> Selected text:
════

It's part of President Donald Trump's promise to take a tougher stance against campus antisemitism and deal out harsher penalties than the Biden administration, which settled a flurry of cases with universities in its final weeks. It comes the same day the Justice Department announced a new task force to root out antisemitism on college campuses.
In an order signed last week, Trump called for aggressive action to fight anti-Jewish bias on campuses, including the deportation of foreign students who have participated in pro-Palestinian protests.
Along with Columbia and Berkeley, the department is now investigating the University of Minnesota, Northwestern University and Portland State University. The cases were opened using the department's power to launch its own civil rights reviews, unlike the majority of investigations, which stem from complaints.
Messages seeking comment were left with all five universities.
A statement from the Education Department criticized colleges for tolerating antisemitism after Hamas' Oct. 7, 2023, attack on Israel and a wave of pro-Palestinian protests that followed. It also criticized the Biden administration for negotiating "toothless" resolutions that failed to hold schools accountable.
"Today, the Department is putting universities, colleges, and K-12 schools on notice: this administration will not tolerate continued institutional indifference to the wellbeing of Jewish students on American campuses," said Craig Trainor, the agency's acting assistant secretary for civil rights.
The department didn't provide details about the inquiries or how it decided which schools are being targeted. Presidents of Columbia and Northwestern were among those called to testify on Capitol Hill last year as Republicans sought accountability for allegations of antisemitism. The hearings contributed to the resignation of multiple university presidents, including Columbia's Minouche Shafik.
An October report from House Republicans accused Columbia of failing to punish pro-Palestinian students who took over a campus building, and it called Northwestern's negotiations with student protesters a "stunning capitulation."
House Republicans applauded the new investigations. Representative Tim Walberg, chair of the Education and Workforce Committee, said he was "glad that we finally have an administration who is taking action to protect Jewish students."
Trump's order also calls for a full review of antisemitism complaints filed with the Education Department since Oct. 7, 2023, including pending and resolved cases from the Biden administration. It encourages the Justice Department to take action to enforce civil rights laws.
Last week's order drew backlash from civil rights groups who said it violated First Amendment rights that protect political speech.
The new task force announced Monday includes the Justice and Education departments along with Health and Human Services.
"The Department takes seriously our responsibility to eradicate this hatred wherever it is found," said Leo Terrell, assistant attorney general for civil rights. "The Task Force to Combat Anti-Semitism is the first step in giving life to President Trump's renewed commitment to ending anti-Semitism in our schools."

════

> Given information:

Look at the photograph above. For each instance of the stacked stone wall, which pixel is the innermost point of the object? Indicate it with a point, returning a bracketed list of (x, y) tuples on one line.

════

> Your objective: In the article on campus antisemitism investigations, which departments make up the task force announced Monday?

> Task answer: The Justice and Education departments, along with Health and Human Services.